Reproduce nothing but the closing run of lines: the line with "point: rooftop vent" and each line that follows it to the end of the data.

======== Input data

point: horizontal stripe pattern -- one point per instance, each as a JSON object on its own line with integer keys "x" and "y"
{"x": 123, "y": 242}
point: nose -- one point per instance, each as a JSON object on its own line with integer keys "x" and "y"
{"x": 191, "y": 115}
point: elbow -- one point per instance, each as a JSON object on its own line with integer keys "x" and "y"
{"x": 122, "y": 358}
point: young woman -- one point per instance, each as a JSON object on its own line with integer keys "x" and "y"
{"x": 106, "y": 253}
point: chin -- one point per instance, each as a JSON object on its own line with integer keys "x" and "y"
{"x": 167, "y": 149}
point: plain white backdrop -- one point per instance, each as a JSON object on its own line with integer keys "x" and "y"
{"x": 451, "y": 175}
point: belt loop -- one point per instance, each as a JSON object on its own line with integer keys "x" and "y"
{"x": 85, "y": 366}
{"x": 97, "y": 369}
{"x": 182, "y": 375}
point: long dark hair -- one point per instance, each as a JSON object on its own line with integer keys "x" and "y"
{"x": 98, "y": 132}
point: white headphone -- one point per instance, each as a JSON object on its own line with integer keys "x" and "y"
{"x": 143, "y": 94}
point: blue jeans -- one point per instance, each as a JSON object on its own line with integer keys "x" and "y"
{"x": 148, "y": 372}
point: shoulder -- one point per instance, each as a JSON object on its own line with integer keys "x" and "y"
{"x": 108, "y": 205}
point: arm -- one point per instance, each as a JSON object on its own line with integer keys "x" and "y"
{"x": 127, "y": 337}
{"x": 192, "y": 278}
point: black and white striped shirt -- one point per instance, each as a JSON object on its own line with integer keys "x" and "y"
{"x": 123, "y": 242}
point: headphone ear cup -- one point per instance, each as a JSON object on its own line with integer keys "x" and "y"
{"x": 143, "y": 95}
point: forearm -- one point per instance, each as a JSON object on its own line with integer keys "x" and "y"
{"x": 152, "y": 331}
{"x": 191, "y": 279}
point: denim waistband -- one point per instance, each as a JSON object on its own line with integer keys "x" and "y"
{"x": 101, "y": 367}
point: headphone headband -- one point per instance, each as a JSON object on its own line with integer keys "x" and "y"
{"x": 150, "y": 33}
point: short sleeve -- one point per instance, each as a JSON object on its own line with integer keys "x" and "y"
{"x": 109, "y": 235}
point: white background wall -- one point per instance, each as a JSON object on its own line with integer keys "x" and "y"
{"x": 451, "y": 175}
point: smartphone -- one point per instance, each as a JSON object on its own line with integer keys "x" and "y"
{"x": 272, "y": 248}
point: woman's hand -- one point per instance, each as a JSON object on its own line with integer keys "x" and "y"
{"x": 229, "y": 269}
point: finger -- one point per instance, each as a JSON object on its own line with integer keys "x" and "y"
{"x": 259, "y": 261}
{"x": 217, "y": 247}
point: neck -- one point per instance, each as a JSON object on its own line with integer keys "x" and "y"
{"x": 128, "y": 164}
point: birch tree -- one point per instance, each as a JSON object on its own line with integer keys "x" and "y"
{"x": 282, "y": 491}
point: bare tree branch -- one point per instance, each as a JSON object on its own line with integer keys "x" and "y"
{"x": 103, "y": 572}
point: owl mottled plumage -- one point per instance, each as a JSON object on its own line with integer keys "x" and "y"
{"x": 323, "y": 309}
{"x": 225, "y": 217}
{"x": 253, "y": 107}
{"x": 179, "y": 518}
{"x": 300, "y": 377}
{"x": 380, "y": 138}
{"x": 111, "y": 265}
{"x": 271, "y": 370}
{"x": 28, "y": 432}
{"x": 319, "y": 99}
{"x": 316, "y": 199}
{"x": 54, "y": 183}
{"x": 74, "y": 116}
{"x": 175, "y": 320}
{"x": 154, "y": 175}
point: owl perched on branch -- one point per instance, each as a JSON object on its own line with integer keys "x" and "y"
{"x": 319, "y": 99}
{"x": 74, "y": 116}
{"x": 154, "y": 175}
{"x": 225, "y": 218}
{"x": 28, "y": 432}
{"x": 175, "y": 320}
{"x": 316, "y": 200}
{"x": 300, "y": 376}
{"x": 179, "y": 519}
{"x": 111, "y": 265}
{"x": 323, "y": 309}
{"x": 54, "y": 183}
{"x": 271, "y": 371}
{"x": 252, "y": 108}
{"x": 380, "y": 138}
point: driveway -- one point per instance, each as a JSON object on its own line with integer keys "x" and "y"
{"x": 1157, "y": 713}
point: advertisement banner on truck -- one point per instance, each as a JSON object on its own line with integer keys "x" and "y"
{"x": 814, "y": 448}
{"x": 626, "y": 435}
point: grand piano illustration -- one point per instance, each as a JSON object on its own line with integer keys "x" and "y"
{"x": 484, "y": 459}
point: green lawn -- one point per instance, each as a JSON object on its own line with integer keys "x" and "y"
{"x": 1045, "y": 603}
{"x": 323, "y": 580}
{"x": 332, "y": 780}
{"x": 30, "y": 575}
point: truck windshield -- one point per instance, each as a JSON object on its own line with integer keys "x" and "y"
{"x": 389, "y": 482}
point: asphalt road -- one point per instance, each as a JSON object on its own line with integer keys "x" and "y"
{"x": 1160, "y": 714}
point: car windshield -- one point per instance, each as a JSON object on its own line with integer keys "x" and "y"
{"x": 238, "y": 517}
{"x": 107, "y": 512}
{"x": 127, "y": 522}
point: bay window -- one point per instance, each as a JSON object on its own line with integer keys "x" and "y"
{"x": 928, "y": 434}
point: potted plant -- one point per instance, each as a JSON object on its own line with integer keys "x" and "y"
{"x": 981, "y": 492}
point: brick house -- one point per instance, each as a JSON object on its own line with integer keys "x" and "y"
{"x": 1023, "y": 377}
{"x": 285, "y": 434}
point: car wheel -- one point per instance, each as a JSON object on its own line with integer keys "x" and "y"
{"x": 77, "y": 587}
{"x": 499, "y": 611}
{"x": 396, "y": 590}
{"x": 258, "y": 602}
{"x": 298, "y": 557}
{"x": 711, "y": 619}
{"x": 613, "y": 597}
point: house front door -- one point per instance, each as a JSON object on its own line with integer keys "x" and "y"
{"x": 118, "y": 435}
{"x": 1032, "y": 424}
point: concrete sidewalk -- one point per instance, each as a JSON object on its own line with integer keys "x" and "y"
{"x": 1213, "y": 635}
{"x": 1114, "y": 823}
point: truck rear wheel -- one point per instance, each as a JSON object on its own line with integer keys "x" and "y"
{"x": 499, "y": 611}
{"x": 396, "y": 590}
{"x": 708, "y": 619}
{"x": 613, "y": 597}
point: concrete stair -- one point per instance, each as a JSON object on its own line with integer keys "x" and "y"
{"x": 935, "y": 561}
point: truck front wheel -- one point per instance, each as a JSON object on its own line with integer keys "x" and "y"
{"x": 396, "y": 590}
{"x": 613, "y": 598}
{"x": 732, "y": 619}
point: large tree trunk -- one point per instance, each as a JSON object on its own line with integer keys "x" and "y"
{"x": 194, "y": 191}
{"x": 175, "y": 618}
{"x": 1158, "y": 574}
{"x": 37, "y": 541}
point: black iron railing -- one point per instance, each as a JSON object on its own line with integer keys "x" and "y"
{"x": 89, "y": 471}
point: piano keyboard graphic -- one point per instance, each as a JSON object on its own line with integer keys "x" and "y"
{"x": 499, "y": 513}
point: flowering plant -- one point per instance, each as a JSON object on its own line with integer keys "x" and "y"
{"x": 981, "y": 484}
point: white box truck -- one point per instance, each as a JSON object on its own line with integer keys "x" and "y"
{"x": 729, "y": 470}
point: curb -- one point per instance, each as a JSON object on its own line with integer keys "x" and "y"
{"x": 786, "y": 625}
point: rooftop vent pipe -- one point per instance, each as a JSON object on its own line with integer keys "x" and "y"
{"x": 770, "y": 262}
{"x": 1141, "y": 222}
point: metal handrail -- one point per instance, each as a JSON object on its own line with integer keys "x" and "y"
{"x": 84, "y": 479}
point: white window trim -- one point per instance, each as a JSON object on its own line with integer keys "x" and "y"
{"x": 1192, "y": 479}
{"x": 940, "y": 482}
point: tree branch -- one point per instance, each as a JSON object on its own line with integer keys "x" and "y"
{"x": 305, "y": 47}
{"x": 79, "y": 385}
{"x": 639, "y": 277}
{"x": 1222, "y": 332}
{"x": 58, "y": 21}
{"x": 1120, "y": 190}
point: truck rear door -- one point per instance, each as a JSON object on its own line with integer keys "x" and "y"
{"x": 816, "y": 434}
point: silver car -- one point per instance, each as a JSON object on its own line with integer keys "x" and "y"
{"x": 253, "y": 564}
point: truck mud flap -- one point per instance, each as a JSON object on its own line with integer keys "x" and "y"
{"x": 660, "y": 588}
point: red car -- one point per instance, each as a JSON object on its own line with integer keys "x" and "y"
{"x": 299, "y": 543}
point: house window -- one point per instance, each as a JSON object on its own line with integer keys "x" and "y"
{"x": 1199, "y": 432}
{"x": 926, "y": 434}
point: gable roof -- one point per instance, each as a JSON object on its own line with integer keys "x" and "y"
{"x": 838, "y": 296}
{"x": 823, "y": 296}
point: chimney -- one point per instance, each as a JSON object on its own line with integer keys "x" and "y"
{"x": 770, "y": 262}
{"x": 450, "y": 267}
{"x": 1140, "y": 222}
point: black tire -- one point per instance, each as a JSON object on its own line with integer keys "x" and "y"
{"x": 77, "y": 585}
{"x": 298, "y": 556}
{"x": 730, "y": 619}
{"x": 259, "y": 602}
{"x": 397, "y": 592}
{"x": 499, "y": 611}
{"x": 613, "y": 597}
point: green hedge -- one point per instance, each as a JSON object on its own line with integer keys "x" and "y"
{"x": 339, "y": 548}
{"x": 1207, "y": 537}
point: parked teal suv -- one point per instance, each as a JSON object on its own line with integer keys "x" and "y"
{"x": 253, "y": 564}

================

> _Exercise output_
point: rooftop vent pipe -- one point per instance, each as a JSON object on its own line with integer keys "x" and "y"
{"x": 770, "y": 262}
{"x": 1141, "y": 222}
point: metal handrail -- one point per instance, each as a JSON object on its own line with integer keys "x" and "y"
{"x": 84, "y": 479}
point: white window trim -- one point per instance, each as a JSON object on its own line with integer keys "x" and "y"
{"x": 1192, "y": 479}
{"x": 940, "y": 482}
point: tree branch -- one point per instance, each as a JSON object on its own line with integer keys "x" and "y"
{"x": 305, "y": 47}
{"x": 79, "y": 385}
{"x": 639, "y": 277}
{"x": 1222, "y": 332}
{"x": 58, "y": 21}
{"x": 1120, "y": 190}
point: truck rear door -- one point per instance, each as a JSON object on its own line with integer keys "x" and "y"
{"x": 816, "y": 434}
point: silver car -- one point per instance, each as a JSON object on its own line with integer keys "x" and "y"
{"x": 253, "y": 564}
point: truck mud flap -- one point per instance, each as a JSON object on its own line with integer keys "x" and "y"
{"x": 660, "y": 588}
point: red car -- one point per instance, each as a JSON object on its own line with integer keys "x" and "y"
{"x": 299, "y": 543}
point: house window -- one point per instance, each as a JSON object on its own line with integer keys "x" and "y"
{"x": 1199, "y": 432}
{"x": 926, "y": 434}
point: gable roof -- one point per instance, each as a JSON object on its own line with integer keys "x" and "y"
{"x": 838, "y": 296}
{"x": 823, "y": 296}
point: chimney -- one point per instance, each as a JSON object on its own line with integer keys "x" and "y"
{"x": 770, "y": 262}
{"x": 450, "y": 267}
{"x": 1140, "y": 222}
point: black tire -- one point per instance, each as a JSON object on its own line with integer keys "x" and "y"
{"x": 77, "y": 585}
{"x": 298, "y": 556}
{"x": 730, "y": 619}
{"x": 259, "y": 602}
{"x": 397, "y": 592}
{"x": 499, "y": 611}
{"x": 613, "y": 597}
point: green hedge -- one point per instance, each as a JSON object on its own line with integer keys "x" and "y"
{"x": 339, "y": 548}
{"x": 1207, "y": 537}
point: parked teal suv -- one point per instance, each as a JSON object on its own line with integer keys "x" and "y"
{"x": 253, "y": 564}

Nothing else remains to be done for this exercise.